>> begin Dataset content

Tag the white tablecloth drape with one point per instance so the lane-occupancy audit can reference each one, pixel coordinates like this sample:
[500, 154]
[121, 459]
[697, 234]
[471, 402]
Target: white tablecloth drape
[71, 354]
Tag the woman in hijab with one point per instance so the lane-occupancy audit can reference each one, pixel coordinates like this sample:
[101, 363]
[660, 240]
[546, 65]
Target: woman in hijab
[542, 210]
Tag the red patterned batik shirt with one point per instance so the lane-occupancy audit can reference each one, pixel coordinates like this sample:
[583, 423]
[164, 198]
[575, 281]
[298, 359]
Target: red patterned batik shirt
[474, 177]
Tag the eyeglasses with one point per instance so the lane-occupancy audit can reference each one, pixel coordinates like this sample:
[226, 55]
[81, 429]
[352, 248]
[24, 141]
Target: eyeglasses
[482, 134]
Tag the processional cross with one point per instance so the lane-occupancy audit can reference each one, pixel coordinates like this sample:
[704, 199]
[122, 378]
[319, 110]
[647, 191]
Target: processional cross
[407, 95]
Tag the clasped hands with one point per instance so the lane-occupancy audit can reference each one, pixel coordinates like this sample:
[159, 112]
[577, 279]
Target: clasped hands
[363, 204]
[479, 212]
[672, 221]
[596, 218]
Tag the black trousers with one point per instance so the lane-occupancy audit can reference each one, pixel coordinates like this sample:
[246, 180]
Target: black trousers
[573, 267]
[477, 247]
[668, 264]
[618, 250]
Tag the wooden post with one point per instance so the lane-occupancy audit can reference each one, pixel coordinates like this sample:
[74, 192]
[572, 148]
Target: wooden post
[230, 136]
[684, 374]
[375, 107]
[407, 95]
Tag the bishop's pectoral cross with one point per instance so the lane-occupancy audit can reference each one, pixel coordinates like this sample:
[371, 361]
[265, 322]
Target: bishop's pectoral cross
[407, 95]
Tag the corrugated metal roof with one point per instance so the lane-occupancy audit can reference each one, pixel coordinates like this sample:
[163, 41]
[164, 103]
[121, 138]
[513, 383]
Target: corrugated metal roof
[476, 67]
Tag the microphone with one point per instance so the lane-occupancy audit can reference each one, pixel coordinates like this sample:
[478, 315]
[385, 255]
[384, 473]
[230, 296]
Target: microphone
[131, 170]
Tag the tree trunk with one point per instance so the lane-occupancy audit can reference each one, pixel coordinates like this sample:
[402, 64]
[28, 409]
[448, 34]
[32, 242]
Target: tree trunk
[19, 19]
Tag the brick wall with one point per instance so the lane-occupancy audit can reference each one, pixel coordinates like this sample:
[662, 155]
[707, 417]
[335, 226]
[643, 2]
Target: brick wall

>> end Dataset content
>> begin Dataset content

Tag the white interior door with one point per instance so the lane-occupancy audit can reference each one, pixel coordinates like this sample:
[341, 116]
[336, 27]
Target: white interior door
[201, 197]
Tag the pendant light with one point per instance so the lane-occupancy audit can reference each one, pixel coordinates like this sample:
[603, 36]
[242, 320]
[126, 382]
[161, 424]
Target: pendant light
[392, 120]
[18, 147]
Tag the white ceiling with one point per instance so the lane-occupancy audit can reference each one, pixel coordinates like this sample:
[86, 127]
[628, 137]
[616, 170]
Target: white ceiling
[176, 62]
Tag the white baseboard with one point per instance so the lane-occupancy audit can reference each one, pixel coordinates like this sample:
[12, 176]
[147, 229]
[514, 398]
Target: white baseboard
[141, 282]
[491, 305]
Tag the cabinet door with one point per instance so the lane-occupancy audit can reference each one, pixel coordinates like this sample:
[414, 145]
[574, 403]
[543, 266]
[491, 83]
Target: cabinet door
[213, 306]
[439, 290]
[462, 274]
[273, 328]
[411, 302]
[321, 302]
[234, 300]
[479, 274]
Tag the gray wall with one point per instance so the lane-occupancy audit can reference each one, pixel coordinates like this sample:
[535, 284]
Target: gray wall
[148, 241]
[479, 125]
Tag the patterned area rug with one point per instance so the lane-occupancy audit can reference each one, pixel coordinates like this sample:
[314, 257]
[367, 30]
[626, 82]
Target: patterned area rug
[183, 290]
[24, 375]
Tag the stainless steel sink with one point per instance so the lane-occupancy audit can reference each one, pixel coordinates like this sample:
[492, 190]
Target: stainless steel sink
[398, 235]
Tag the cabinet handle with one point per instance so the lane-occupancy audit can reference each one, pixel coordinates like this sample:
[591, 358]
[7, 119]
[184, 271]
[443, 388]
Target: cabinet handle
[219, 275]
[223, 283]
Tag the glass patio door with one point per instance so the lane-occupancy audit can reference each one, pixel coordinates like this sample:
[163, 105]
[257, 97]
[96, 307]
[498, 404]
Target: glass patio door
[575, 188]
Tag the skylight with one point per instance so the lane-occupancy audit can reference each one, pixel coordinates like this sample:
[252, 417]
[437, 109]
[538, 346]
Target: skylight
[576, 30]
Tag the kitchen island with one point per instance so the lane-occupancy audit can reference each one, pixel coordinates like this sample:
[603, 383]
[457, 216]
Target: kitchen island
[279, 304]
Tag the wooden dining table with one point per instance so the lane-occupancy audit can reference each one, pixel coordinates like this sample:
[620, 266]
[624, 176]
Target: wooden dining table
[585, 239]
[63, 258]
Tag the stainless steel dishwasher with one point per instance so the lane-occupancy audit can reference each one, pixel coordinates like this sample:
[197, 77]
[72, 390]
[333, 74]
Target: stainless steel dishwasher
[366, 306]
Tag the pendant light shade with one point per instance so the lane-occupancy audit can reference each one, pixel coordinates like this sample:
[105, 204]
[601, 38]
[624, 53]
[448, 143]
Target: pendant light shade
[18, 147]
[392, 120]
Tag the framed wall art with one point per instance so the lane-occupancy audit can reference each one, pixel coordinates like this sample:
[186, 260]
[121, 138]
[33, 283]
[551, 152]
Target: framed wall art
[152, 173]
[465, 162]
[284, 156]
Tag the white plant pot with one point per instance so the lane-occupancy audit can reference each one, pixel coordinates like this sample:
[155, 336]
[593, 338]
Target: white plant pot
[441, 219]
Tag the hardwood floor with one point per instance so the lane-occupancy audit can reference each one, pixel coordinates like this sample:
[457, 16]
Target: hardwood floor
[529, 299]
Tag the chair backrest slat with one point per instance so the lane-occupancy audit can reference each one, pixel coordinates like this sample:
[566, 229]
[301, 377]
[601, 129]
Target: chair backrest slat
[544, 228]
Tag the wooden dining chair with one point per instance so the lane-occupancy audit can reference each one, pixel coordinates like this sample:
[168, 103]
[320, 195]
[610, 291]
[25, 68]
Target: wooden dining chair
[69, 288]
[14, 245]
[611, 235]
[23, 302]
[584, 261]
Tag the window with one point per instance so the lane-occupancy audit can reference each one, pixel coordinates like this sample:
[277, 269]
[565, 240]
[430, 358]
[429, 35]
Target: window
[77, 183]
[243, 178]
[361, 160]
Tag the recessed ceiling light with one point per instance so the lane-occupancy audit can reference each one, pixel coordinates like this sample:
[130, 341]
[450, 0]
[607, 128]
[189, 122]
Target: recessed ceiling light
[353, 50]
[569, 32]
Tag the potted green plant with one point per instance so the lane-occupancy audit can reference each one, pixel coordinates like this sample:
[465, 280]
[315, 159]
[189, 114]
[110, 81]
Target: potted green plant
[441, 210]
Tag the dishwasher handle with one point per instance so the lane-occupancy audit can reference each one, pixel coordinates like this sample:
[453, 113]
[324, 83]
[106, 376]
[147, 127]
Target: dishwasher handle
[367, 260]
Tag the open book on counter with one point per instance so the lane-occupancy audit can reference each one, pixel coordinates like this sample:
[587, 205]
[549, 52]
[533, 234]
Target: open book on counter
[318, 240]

>> end Dataset content

Work instructions: Rescale the lines from the line with "Tag the tree" to the line with "Target: brick wall", both ends included, and give only those lines again, requests and all. Multiply each answer point's coordinates by 1.3 and round to whole numbers, with halves rounded up. Leave the requests and their sample coordinates unchanged.

Answer to the problem:
Tag the tree trunk with one point per instance so the lane-occupancy audit can reference each one, pixel coordinates like this sample:
[402, 64]
[28, 409]
[448, 34]
[32, 242]
Target: tree trunk
[25, 25]
Tag the brick wall with one point per instance so the lane-occupancy audit can reference each one, pixel coordinates like this sample:
[662, 155]
[707, 417]
[335, 226]
[643, 2]
Target: brick wall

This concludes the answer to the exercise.